:: Document passage ::

- Opening Delimiter -

Caesareans overtake natural vaginal births in England for first time, NHS data finds | Caesareans


Births through caesarean section have overtaken natural vaginal births in England for the first time, NHS data has revealed.

Last year, 45% of births in England were through caesareans, 44% were through natural vaginal births and 11% were assisted with instruments such as forceps or ventouse, according to the data published on Tuesday.

More than four in 10 caesareans, also known as C-sections, carried out by NHS England were elective, planned operations.

For women under the age of 30, the most common method of delivery was natural vaginal birth, and for women aged 30 and over caesareans were the most common.

Fifty-nine per cent of births for women aged 40 and over were through C-sections. In total, 20% of births in 2024-25 were planned caesareans and 25.1% were emergency, with both figures rising to the highest on record.

The data covers the period from the start of April 2024 to the end of March this year.

In total, there were 542,235 deliveries in NHS England hospitals during this time, down from 636,643 in 2014-15, and one in four births (23.9%) were to mothers aged over 35 years.

- Closing Delimiter -

Collection entries
- Opening Delimiter -

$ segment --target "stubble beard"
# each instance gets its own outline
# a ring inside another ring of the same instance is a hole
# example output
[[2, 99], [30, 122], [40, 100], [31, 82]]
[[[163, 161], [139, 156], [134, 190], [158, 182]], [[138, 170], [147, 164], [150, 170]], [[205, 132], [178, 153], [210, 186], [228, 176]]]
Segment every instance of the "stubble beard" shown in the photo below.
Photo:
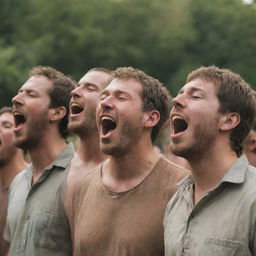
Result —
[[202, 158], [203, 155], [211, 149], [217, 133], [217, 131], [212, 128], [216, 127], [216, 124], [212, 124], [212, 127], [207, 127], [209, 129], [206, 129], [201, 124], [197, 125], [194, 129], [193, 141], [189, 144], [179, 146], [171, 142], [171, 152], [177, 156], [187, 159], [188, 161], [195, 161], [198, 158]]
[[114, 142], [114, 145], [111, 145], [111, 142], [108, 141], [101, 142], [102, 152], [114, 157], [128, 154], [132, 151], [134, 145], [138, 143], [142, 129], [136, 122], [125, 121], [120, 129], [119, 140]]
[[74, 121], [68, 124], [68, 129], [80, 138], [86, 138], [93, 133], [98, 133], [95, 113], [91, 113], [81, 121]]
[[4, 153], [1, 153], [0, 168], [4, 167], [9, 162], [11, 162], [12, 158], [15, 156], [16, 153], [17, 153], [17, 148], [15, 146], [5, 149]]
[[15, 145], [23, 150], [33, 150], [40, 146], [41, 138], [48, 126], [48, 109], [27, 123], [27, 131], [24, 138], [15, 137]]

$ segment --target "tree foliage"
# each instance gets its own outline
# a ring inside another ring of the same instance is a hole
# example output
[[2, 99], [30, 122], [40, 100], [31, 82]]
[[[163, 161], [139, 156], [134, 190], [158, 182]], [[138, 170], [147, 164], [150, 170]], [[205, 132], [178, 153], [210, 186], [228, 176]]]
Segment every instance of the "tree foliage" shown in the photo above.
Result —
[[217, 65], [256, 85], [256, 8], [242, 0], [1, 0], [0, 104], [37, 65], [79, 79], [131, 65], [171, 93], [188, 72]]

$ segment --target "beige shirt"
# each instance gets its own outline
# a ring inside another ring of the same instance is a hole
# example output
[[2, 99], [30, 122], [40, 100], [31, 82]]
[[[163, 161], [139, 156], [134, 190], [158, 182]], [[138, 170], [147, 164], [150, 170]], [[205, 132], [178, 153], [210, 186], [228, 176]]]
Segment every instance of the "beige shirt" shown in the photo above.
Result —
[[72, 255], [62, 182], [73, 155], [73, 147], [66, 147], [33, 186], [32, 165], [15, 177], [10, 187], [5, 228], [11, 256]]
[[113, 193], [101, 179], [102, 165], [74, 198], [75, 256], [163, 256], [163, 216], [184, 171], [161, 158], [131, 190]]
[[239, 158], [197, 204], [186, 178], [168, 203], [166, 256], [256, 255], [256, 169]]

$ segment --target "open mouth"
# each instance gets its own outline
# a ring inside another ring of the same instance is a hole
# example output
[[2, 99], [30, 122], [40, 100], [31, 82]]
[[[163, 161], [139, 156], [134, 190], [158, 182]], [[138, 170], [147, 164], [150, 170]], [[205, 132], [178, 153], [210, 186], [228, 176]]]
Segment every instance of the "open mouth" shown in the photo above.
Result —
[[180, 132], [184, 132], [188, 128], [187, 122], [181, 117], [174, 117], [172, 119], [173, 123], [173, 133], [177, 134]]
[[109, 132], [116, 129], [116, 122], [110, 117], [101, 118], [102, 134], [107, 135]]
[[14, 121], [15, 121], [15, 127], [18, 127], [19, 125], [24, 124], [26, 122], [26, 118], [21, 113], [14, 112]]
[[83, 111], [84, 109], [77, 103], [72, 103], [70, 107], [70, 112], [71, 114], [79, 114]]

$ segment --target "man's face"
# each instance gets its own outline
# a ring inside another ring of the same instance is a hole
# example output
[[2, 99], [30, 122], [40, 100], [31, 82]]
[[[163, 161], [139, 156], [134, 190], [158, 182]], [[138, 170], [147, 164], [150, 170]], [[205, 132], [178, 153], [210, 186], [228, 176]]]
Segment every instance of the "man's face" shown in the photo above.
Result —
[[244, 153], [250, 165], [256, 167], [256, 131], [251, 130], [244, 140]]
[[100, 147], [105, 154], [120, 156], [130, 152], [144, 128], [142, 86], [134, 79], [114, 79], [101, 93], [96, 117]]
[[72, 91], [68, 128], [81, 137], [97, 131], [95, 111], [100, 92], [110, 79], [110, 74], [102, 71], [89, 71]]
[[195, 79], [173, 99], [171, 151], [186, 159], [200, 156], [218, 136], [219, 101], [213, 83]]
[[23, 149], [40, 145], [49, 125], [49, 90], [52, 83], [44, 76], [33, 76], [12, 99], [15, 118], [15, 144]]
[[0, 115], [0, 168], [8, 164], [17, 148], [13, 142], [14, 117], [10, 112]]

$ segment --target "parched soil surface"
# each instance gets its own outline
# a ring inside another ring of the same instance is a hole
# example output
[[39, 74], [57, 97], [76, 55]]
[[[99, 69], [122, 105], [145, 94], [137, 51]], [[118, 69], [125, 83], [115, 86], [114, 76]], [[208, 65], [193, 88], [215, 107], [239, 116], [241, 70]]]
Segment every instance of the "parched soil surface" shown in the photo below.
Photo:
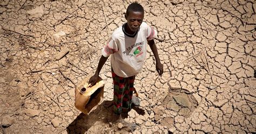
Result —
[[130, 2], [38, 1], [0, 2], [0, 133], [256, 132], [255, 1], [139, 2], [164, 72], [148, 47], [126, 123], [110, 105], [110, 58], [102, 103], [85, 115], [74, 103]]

- Closing Delimiter -
- Opening Delimiter -

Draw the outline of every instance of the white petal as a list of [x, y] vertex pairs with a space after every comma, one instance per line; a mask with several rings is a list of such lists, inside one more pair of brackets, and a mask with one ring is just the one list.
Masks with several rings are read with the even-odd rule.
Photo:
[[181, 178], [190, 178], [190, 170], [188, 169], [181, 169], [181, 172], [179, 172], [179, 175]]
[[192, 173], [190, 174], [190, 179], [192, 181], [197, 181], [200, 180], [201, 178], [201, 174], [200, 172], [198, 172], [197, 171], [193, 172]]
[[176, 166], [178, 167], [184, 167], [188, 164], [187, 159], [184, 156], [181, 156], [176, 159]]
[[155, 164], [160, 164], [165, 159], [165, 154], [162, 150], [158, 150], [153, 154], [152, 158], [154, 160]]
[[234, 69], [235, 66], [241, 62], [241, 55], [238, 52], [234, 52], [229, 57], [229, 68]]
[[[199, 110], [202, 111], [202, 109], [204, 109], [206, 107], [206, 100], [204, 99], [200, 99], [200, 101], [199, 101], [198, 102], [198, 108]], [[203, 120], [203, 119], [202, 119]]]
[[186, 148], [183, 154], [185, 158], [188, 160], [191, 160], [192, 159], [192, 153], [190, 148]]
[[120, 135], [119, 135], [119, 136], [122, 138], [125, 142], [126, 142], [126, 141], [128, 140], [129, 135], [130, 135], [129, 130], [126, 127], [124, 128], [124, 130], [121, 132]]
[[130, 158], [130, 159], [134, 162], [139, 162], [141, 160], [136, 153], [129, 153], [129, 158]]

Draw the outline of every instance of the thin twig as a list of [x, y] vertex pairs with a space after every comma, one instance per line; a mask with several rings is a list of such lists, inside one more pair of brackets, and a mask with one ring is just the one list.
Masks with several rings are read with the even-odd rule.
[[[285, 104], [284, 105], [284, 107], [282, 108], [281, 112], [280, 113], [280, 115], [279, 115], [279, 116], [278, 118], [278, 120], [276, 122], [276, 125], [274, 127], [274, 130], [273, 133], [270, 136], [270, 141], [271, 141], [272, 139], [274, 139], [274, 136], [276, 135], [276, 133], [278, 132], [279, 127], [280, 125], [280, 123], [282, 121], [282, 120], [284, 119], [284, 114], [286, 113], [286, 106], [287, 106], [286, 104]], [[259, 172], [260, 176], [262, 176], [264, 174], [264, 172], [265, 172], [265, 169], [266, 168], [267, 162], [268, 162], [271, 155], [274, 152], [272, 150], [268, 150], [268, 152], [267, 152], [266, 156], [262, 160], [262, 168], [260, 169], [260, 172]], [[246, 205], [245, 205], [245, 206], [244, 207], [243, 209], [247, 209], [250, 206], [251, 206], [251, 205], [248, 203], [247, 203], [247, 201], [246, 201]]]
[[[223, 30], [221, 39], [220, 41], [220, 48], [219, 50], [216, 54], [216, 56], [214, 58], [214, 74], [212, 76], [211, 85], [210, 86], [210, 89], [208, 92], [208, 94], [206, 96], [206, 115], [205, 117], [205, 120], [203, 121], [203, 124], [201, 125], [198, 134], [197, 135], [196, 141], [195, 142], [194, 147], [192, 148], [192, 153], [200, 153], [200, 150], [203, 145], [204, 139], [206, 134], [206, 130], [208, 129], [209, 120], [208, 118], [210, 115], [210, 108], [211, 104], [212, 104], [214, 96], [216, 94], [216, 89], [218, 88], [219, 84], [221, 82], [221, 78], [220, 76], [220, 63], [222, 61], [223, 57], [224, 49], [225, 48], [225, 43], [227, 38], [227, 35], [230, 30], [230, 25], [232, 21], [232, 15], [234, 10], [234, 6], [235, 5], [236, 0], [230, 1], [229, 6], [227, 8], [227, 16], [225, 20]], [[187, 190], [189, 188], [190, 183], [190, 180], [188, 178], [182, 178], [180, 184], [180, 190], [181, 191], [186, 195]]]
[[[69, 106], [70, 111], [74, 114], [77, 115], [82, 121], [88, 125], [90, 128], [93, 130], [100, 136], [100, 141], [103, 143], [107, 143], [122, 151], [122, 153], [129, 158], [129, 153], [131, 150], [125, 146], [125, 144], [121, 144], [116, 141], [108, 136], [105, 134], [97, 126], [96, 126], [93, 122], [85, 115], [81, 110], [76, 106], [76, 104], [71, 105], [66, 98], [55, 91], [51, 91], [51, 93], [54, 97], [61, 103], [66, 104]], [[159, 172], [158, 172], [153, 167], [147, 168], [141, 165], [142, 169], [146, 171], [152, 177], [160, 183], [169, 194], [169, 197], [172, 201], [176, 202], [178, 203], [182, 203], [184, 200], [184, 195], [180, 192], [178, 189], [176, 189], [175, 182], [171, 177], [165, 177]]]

- Closing Delimiter -

Summarize the report on caesarean births in England in two sentences.

NHS data shows that caesarean sections overtook natural vaginal births in England for the first time last year, accounting for 45% of births against 44% for natural vaginal births and 11% for instrument-assisted births. Natural vaginal birth remained the most common method for women under 30, caesareans were the most common for women aged 30 and over, and both planned (20%) and emergency (25.1%) caesareans reached the highest levels on record.